● **HOW TO COMPLETE THIS TASK**
Starting with the line that has "Target: concrete sidewalk" in the records below and stopping after the line that has "Target: camera", output every line exactly and nothing else; skip pictures.

● **DATASET RECORDS**
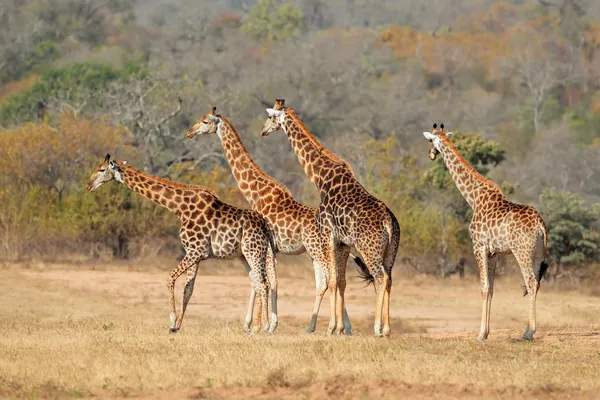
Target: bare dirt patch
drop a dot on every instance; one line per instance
(83, 333)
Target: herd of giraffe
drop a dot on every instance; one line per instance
(348, 217)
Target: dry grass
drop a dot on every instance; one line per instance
(104, 334)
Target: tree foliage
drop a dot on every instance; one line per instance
(271, 20)
(573, 228)
(480, 153)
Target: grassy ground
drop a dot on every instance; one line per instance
(83, 333)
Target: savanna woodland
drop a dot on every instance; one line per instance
(516, 81)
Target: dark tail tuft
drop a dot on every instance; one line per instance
(539, 276)
(363, 271)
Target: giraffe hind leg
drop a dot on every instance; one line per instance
(529, 259)
(486, 275)
(342, 320)
(321, 287)
(271, 263)
(187, 262)
(187, 293)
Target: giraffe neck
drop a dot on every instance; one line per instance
(314, 158)
(468, 181)
(160, 191)
(249, 177)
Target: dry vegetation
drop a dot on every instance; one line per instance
(103, 333)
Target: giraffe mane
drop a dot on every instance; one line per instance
(334, 158)
(464, 162)
(254, 165)
(125, 167)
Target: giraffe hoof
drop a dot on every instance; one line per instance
(528, 335)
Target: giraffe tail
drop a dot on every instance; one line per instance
(363, 271)
(539, 274)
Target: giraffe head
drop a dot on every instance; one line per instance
(434, 138)
(105, 172)
(206, 125)
(276, 118)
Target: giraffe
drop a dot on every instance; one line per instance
(294, 225)
(498, 226)
(355, 217)
(209, 229)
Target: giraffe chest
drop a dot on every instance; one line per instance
(490, 232)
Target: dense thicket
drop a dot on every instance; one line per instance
(518, 81)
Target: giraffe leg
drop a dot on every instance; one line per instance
(389, 259)
(321, 288)
(381, 282)
(386, 307)
(342, 324)
(250, 314)
(333, 284)
(272, 274)
(187, 293)
(252, 300)
(491, 261)
(481, 256)
(528, 259)
(187, 262)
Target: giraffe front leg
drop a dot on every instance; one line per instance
(386, 306)
(272, 274)
(526, 261)
(321, 288)
(187, 293)
(250, 314)
(481, 256)
(185, 263)
(342, 320)
(380, 284)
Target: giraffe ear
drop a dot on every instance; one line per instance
(273, 113)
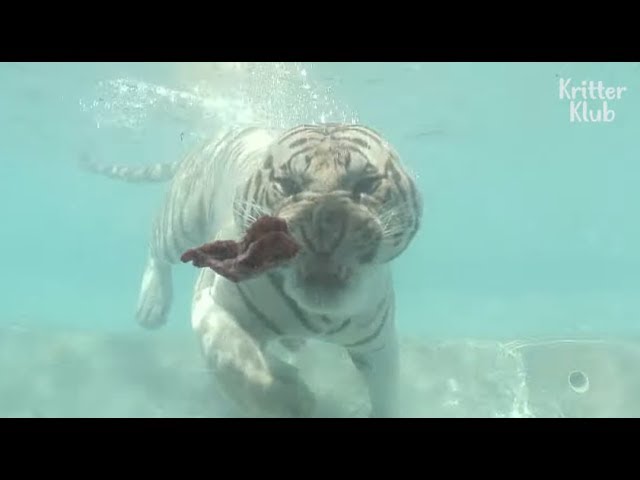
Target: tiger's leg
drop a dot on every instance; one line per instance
(380, 369)
(259, 383)
(156, 294)
(175, 230)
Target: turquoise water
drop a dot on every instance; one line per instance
(531, 226)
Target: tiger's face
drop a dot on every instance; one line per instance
(348, 203)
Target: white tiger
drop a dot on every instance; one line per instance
(352, 207)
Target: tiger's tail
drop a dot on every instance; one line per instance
(161, 172)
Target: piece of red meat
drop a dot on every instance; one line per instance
(266, 245)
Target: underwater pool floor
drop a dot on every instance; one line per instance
(158, 374)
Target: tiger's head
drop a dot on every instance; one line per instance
(348, 202)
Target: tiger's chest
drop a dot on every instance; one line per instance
(261, 307)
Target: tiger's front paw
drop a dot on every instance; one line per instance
(288, 396)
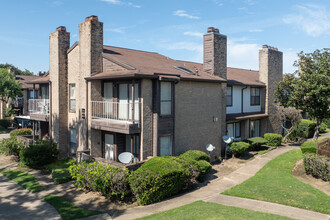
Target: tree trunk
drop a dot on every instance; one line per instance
(317, 128)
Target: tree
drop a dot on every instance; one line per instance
(16, 70)
(9, 88)
(291, 116)
(308, 89)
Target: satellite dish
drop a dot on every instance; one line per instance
(210, 147)
(125, 157)
(227, 139)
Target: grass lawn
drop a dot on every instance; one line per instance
(4, 131)
(60, 171)
(23, 179)
(209, 210)
(59, 163)
(263, 151)
(66, 209)
(275, 183)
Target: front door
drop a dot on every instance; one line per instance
(109, 152)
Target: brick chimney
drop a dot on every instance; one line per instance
(59, 43)
(91, 46)
(271, 72)
(215, 53)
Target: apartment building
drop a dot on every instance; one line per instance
(105, 100)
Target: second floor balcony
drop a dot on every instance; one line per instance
(122, 116)
(39, 109)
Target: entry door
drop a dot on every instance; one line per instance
(109, 147)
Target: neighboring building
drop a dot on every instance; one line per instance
(107, 100)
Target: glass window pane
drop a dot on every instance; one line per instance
(230, 130)
(165, 92)
(165, 108)
(165, 146)
(72, 91)
(228, 101)
(108, 91)
(229, 91)
(237, 129)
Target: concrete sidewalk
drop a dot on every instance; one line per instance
(212, 191)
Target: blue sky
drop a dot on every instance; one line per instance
(171, 28)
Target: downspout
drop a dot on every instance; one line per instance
(50, 128)
(242, 107)
(86, 117)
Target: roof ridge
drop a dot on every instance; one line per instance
(132, 49)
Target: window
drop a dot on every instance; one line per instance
(72, 104)
(73, 140)
(165, 145)
(234, 130)
(255, 96)
(255, 128)
(166, 98)
(229, 100)
(237, 130)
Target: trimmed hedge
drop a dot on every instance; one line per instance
(112, 182)
(5, 123)
(161, 177)
(20, 132)
(257, 142)
(306, 129)
(309, 146)
(237, 148)
(39, 154)
(195, 155)
(273, 139)
(61, 175)
(11, 146)
(317, 165)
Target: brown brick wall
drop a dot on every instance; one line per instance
(270, 72)
(146, 118)
(59, 43)
(196, 104)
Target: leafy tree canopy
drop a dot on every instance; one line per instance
(309, 88)
(9, 87)
(16, 70)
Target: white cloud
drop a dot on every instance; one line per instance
(119, 30)
(243, 55)
(118, 2)
(256, 30)
(194, 34)
(217, 2)
(312, 19)
(182, 13)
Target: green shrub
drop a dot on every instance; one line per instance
(11, 146)
(159, 178)
(327, 122)
(237, 148)
(195, 155)
(112, 182)
(38, 154)
(5, 123)
(61, 175)
(273, 139)
(309, 146)
(317, 165)
(256, 142)
(204, 168)
(20, 132)
(323, 127)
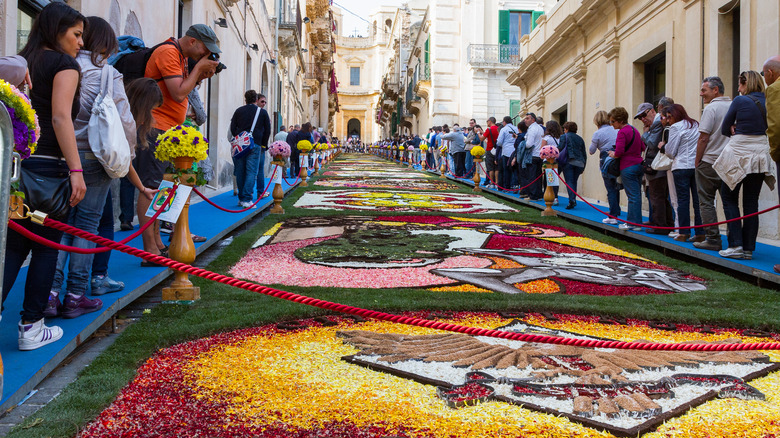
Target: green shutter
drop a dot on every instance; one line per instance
(503, 27)
(514, 107)
(534, 16)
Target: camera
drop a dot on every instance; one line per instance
(220, 66)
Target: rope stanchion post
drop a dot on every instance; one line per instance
(304, 173)
(477, 178)
(278, 192)
(549, 193)
(182, 249)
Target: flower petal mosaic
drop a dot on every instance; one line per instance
(386, 201)
(345, 377)
(500, 256)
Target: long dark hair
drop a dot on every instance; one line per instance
(144, 95)
(53, 21)
(100, 40)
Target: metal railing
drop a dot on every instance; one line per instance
(494, 54)
(290, 16)
(313, 71)
(425, 72)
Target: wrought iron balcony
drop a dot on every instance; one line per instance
(494, 54)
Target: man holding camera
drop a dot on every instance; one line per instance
(168, 65)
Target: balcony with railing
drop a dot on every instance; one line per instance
(494, 55)
(290, 16)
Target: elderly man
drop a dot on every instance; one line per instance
(533, 142)
(771, 73)
(657, 183)
(711, 143)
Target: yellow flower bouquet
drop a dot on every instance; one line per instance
(181, 141)
(477, 151)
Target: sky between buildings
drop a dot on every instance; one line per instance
(361, 8)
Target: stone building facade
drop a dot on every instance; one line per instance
(590, 55)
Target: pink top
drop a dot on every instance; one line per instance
(630, 153)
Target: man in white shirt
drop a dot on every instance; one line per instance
(506, 143)
(533, 142)
(711, 143)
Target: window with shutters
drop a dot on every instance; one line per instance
(354, 76)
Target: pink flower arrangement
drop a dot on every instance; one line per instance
(548, 152)
(279, 148)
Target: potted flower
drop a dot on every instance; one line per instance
(305, 147)
(26, 131)
(182, 146)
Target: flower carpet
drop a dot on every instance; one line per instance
(450, 253)
(342, 377)
(386, 201)
(381, 231)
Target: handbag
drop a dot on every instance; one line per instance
(49, 194)
(241, 144)
(661, 162)
(105, 132)
(563, 155)
(613, 167)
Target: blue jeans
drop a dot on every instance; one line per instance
(261, 172)
(126, 200)
(632, 183)
(571, 174)
(40, 273)
(613, 196)
(84, 216)
(105, 230)
(685, 186)
(741, 233)
(245, 170)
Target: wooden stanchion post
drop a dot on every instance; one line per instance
(181, 248)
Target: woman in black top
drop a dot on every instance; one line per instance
(55, 39)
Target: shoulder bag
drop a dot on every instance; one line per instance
(241, 144)
(105, 132)
(614, 166)
(49, 194)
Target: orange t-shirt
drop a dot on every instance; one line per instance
(167, 62)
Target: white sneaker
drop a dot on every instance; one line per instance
(732, 253)
(36, 335)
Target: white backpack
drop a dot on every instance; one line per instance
(106, 134)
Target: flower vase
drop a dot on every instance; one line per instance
(477, 178)
(276, 180)
(549, 193)
(304, 173)
(183, 163)
(16, 207)
(182, 248)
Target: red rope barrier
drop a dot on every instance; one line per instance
(665, 228)
(509, 190)
(259, 197)
(16, 227)
(399, 319)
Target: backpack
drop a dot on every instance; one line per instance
(106, 135)
(133, 56)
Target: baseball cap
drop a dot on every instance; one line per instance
(206, 35)
(642, 108)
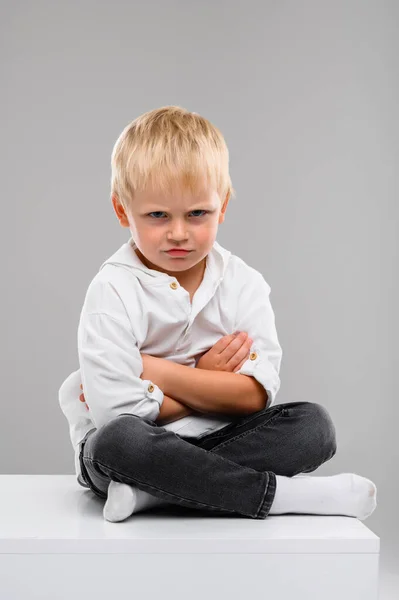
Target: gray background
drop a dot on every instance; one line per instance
(306, 94)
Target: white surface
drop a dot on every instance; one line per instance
(48, 521)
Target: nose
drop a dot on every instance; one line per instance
(178, 232)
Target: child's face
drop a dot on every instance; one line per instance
(159, 223)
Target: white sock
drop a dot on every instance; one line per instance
(123, 500)
(344, 494)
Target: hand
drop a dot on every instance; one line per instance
(150, 371)
(228, 354)
(82, 398)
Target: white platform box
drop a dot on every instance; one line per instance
(56, 545)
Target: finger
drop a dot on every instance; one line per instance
(242, 354)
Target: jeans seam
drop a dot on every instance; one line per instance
(160, 490)
(240, 435)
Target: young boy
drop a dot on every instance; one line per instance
(179, 409)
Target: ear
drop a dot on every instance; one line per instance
(223, 209)
(120, 212)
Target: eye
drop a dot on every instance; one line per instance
(160, 212)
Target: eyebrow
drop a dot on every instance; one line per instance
(154, 207)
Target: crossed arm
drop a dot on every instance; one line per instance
(187, 390)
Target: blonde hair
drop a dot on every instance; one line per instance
(166, 148)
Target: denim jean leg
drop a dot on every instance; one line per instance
(141, 453)
(288, 439)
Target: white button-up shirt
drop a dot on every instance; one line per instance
(130, 309)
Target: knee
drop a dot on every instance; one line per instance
(323, 429)
(112, 439)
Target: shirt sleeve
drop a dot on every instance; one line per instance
(255, 316)
(110, 367)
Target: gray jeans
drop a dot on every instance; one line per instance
(229, 471)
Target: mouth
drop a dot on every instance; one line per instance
(178, 252)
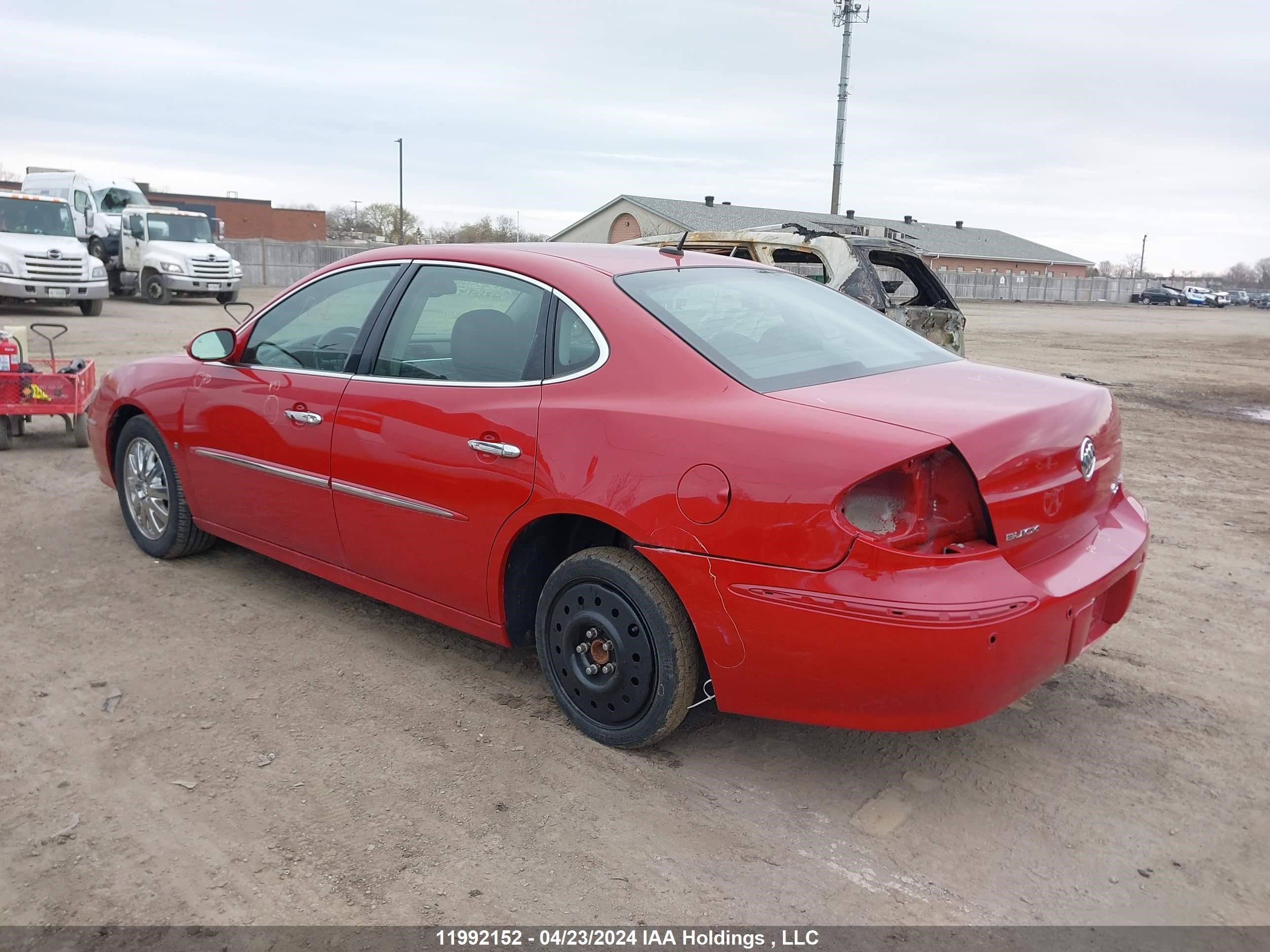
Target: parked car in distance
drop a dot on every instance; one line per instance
(657, 468)
(885, 274)
(1164, 296)
(1204, 298)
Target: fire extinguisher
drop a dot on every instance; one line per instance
(10, 353)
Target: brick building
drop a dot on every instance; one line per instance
(953, 248)
(249, 217)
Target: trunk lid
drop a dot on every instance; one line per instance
(1022, 435)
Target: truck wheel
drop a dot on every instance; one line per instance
(155, 291)
(616, 646)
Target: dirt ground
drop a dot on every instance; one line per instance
(420, 776)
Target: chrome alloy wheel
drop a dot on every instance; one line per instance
(145, 486)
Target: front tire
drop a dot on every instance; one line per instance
(155, 291)
(150, 495)
(635, 677)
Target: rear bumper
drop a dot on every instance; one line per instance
(876, 646)
(36, 290)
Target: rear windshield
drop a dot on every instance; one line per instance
(773, 331)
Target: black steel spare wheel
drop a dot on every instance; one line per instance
(616, 646)
(602, 654)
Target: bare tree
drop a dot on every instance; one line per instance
(486, 229)
(380, 219)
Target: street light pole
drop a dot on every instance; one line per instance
(400, 191)
(845, 14)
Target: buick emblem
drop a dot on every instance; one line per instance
(1088, 459)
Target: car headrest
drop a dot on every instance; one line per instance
(486, 347)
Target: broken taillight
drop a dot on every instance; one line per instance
(927, 504)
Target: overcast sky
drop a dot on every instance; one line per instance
(1079, 125)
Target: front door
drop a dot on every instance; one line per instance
(258, 429)
(436, 446)
(133, 234)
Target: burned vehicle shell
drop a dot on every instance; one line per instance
(883, 273)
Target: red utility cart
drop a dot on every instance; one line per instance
(46, 393)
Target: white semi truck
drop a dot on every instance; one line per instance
(97, 202)
(166, 252)
(42, 262)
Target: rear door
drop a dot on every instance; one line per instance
(258, 431)
(436, 440)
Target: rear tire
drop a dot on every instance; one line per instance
(155, 291)
(620, 609)
(150, 495)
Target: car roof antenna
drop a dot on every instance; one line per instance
(677, 252)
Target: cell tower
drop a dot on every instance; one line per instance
(846, 13)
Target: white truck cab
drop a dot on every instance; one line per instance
(166, 252)
(42, 261)
(105, 196)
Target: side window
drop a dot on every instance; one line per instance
(462, 324)
(574, 348)
(317, 327)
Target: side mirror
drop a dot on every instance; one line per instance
(212, 345)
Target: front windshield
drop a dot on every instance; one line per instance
(181, 228)
(773, 331)
(26, 216)
(116, 200)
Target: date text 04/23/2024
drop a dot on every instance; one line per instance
(630, 938)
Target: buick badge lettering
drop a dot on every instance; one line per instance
(1088, 459)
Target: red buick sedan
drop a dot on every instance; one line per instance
(676, 475)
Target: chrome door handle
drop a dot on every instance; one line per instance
(504, 450)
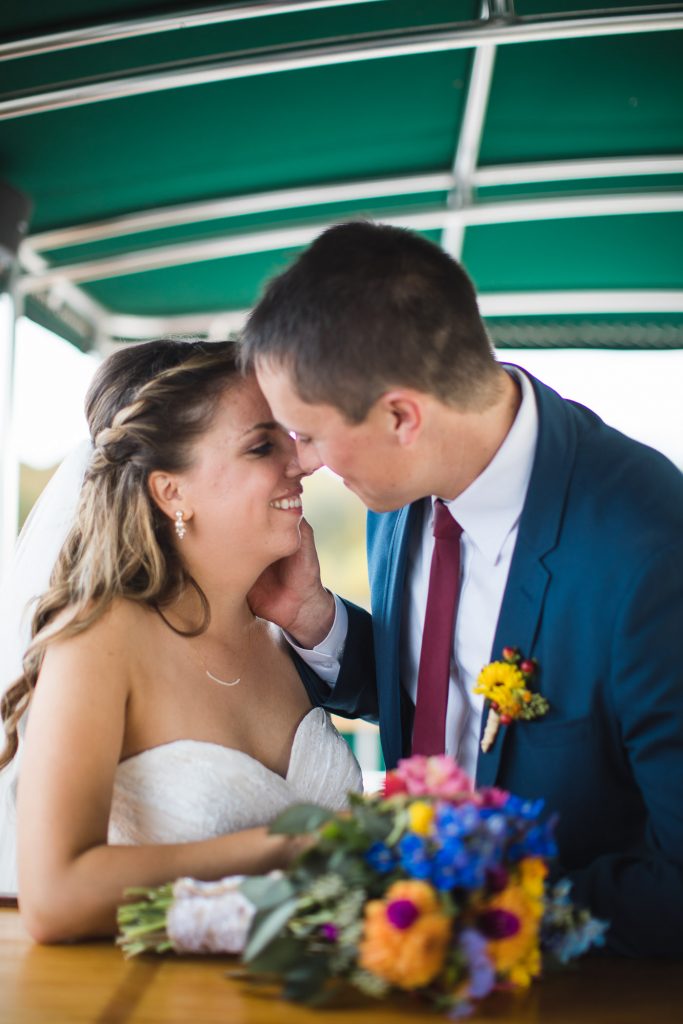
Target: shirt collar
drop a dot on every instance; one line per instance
(491, 507)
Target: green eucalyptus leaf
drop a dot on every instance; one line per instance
(264, 892)
(278, 957)
(266, 926)
(300, 818)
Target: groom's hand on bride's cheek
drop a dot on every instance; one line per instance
(291, 594)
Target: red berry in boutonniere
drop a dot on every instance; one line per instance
(504, 684)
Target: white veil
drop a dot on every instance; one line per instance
(26, 578)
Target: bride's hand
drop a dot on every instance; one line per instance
(291, 594)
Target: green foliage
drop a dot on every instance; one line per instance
(300, 819)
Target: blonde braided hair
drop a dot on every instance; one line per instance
(146, 406)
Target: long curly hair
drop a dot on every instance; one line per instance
(146, 406)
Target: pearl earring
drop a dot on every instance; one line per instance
(180, 528)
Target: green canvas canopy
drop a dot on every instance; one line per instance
(178, 155)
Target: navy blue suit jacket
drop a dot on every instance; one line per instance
(595, 593)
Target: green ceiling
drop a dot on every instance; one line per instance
(615, 95)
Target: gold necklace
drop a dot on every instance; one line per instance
(196, 654)
(216, 679)
(221, 682)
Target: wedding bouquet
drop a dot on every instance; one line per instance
(433, 888)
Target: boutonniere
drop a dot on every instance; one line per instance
(506, 685)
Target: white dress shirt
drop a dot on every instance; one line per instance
(488, 511)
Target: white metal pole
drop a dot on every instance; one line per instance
(9, 467)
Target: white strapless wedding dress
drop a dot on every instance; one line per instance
(190, 790)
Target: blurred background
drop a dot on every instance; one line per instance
(159, 162)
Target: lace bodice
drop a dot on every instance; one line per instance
(190, 790)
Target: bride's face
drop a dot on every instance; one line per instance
(244, 486)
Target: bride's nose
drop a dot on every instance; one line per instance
(293, 467)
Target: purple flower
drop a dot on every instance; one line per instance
(401, 913)
(499, 924)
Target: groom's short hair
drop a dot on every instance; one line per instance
(368, 307)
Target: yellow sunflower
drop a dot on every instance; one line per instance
(504, 685)
(408, 955)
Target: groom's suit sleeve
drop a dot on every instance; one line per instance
(640, 891)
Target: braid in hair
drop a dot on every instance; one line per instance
(145, 408)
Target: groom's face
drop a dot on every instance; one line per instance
(363, 455)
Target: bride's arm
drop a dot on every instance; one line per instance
(71, 882)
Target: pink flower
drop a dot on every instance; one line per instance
(435, 776)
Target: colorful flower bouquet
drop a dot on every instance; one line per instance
(434, 888)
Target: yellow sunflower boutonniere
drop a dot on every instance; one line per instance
(505, 684)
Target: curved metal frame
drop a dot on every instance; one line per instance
(468, 37)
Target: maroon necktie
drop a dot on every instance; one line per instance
(429, 728)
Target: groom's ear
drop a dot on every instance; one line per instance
(403, 410)
(166, 493)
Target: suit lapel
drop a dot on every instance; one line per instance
(539, 530)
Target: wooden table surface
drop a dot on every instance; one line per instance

● **EXERCISE OUTPUT**
Target: concrete sidewalk
drop a dot on every instance; one line per instance
(212, 191)
Target: blue sky
drop a dot on every instance; one line per instance
(171, 28)
Target: downspout
drop a dot on every instance; one line per instance
(50, 128)
(242, 107)
(86, 117)
Target: roof ridge
drop a dot on every instance; one line per instance
(132, 49)
Target: window
drop a dot on every instance; one line per instance
(72, 104)
(73, 140)
(165, 145)
(234, 130)
(255, 96)
(255, 128)
(166, 98)
(229, 100)
(237, 130)
Target: trimmed hedge
drop a dot on every instance; one line per instance
(112, 182)
(5, 123)
(161, 177)
(20, 132)
(257, 142)
(306, 129)
(309, 146)
(237, 148)
(39, 154)
(195, 155)
(273, 139)
(61, 175)
(11, 146)
(317, 165)
Target: brown brick wall
drop a dot on every instance; one line per instance
(270, 72)
(146, 118)
(59, 43)
(196, 104)
Target: leafy tree canopy
drop a dot on every instance; one line per instance
(309, 88)
(9, 87)
(16, 70)
Target: white cloud
drop a dot on every instance; one line per instance
(119, 30)
(243, 55)
(118, 2)
(256, 30)
(194, 34)
(217, 2)
(312, 19)
(182, 13)
Target: green shrub
drop a dot on every instance; one line per instance
(11, 146)
(159, 178)
(327, 122)
(237, 148)
(195, 155)
(112, 182)
(38, 154)
(5, 123)
(61, 175)
(273, 139)
(309, 146)
(317, 165)
(256, 142)
(204, 168)
(20, 132)
(323, 127)
Target: green shutter
drop a dot on every instance; one line per instance
(503, 27)
(514, 107)
(534, 16)
Target: camera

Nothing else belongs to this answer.